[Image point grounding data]
+ + + +

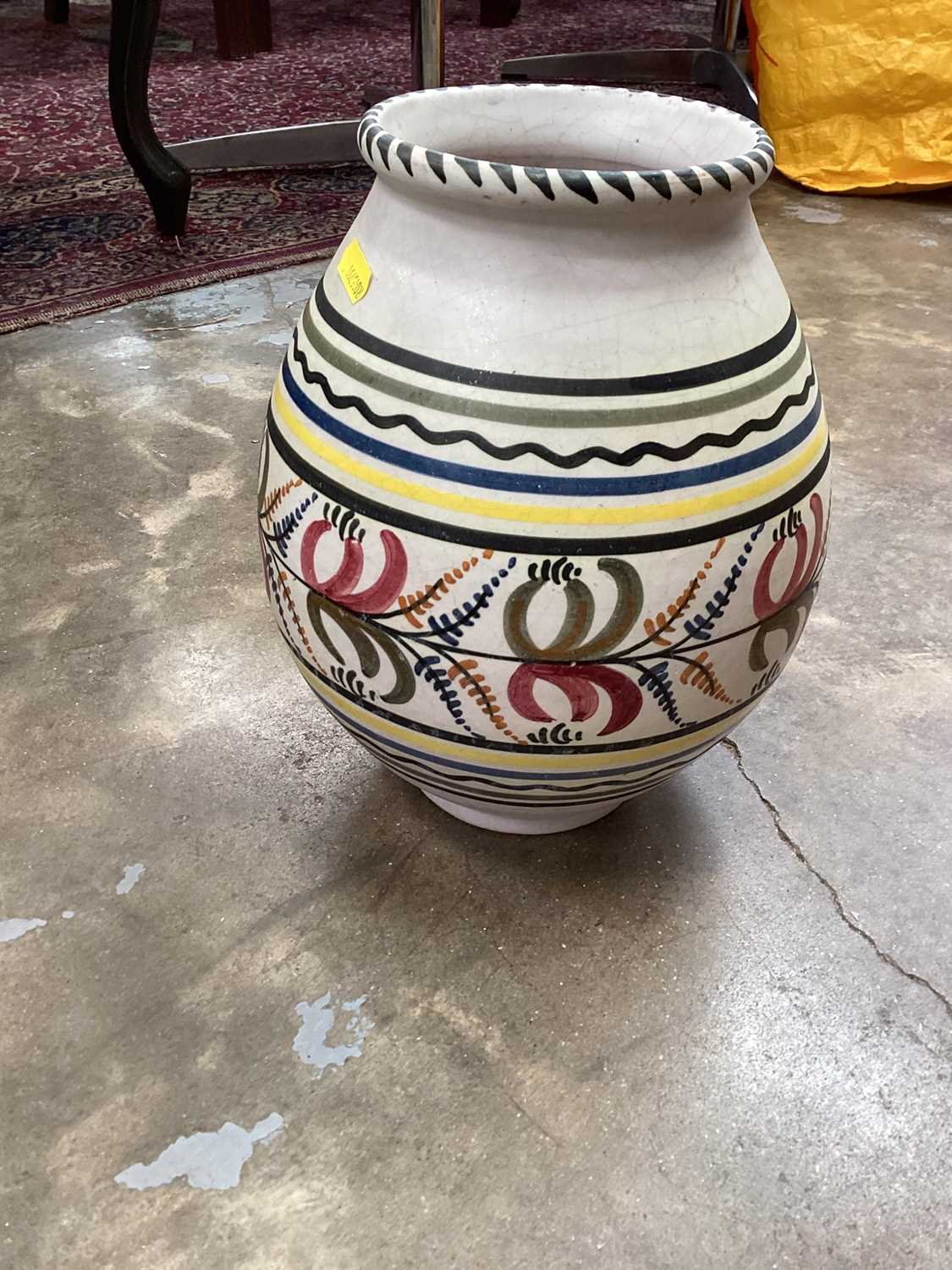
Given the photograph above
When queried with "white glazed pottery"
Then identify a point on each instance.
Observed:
(543, 489)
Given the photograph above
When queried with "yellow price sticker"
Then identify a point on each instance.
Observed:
(355, 271)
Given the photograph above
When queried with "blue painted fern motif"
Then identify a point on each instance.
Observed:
(286, 525)
(701, 627)
(449, 627)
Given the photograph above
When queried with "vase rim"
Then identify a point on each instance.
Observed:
(400, 139)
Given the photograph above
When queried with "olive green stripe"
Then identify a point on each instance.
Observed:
(543, 416)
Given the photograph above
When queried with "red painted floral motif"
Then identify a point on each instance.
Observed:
(578, 682)
(764, 605)
(339, 586)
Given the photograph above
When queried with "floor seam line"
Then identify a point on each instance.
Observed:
(843, 914)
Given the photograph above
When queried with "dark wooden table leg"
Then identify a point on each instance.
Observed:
(498, 13)
(243, 28)
(167, 182)
(261, 25)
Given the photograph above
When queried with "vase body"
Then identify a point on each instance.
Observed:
(543, 490)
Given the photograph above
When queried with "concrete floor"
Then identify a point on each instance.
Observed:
(713, 1030)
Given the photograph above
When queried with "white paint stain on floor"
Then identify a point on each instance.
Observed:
(812, 215)
(13, 927)
(207, 1161)
(316, 1021)
(129, 876)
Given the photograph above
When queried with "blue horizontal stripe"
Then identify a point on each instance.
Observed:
(564, 487)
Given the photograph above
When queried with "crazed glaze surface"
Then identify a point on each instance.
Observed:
(542, 516)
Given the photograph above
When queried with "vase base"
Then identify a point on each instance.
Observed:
(523, 820)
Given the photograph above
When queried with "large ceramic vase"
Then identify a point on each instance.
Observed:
(543, 489)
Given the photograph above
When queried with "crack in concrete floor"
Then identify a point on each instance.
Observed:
(845, 914)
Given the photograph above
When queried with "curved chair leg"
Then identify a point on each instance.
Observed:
(164, 178)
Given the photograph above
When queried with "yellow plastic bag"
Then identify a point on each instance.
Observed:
(857, 94)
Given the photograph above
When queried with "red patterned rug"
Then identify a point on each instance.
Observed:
(76, 231)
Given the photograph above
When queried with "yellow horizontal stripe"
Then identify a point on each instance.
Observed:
(532, 513)
(383, 728)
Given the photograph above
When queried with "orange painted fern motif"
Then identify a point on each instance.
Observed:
(476, 687)
(657, 627)
(700, 675)
(276, 495)
(411, 605)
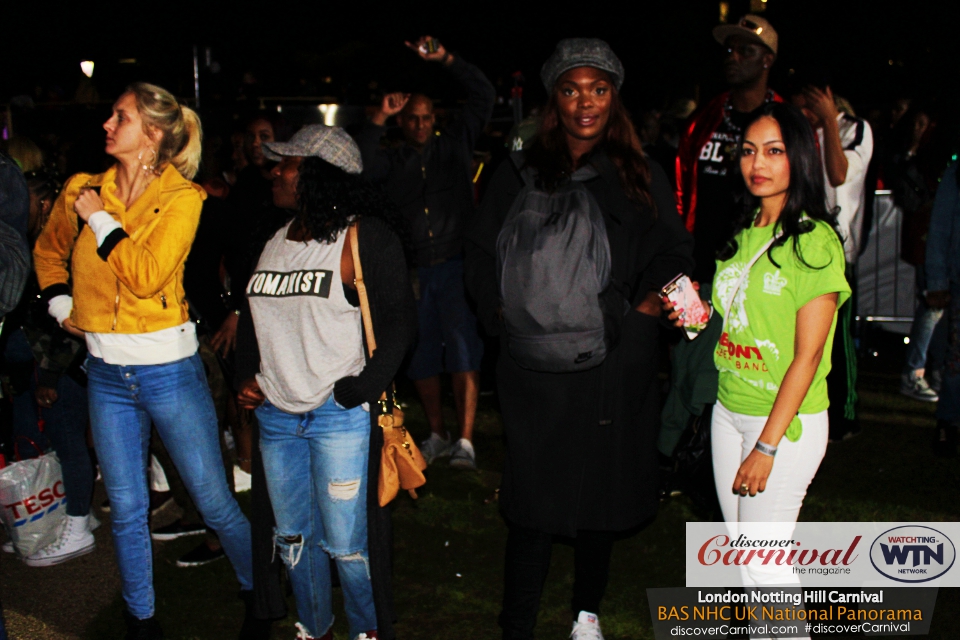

+ + + +

● Requirement:
Reproduce each line above exactly, but not a single picture.

● Exercise response:
Given the photograph above
When queried with "white glazed pottery"
Then identify a point on each instance.
Observed:
(543, 489)
Given the photograph above
When queried with "yellow price sticker"
Then identify a point on each instance.
Observed:
(355, 271)
Given the photograph above
When queried with "blue painted fern motif"
Then identify a point on each instance.
Observed:
(286, 525)
(701, 627)
(449, 627)
Given the photograph above
When queried with "vase rim"
Then identify a point on each instance.
Observed:
(400, 139)
Given the photograph above
When queried with "olive green stripe"
Then identify a point on each instance.
Observed:
(543, 416)
Given the photograph above
When queried with "red painted floral motif"
Then identify a point on each instance.
Observed:
(578, 682)
(764, 605)
(339, 586)
Given the photograph above
When queried with "floor seam line"
Then identify a point on each instance.
Observed:
(843, 914)
Given the photograph above
When queried with "dark wooden table leg"
Then identify a point on each instance.
Observed:
(498, 13)
(243, 28)
(167, 182)
(261, 25)
Given the photograph above
When queried with "vase body"
Then identify a point on each instance.
Observed:
(543, 490)
Given the photograph above
When queried with "concrete floor"
Then identify a point on each instance.
Observed:
(713, 1030)
Given the photograph above
When queried with "white paint stain on floor"
Then identify a point on each instance.
Observed:
(812, 215)
(13, 927)
(207, 1161)
(316, 1021)
(129, 876)
Given the photograph above
When queried with "blue horizontal stripe"
Then identify a point on each instance.
Observed:
(564, 487)
Given the photograph above
When queried with "crazed glaze surface"
Then identify a point on each instance.
Observed:
(542, 516)
Given the photograph above
When queried with "vase base"
Then identify a point on each instance.
Observed:
(523, 820)
Given the photograph above
When queried with "large ceramic vase"
Then identify a point on each instance.
Observed:
(543, 489)
Given the photograph above
When queried with "crack in concrete floor"
Then identify a point on each instance.
Observed:
(845, 914)
Given the photograph above
When queried with "curved chair leg"
Then identify a point on each instance.
Observed:
(164, 178)
Given the photograph above
When queried with "yellow plastic bag"
Then identify a point on each instance.
Observed:
(857, 94)
Given the photograph above
When queried with "red patterned rug"
Then identify a point on each instance.
Observed:
(76, 231)
Given the photograph above
When queried with "yellow horizontal stripe"
Then identify a point on each instance.
Observed:
(532, 513)
(383, 728)
Given the photograph above
When queried with "orange painted fern motif"
Then identify a point on each instance.
Observed:
(476, 687)
(657, 627)
(700, 675)
(276, 495)
(411, 605)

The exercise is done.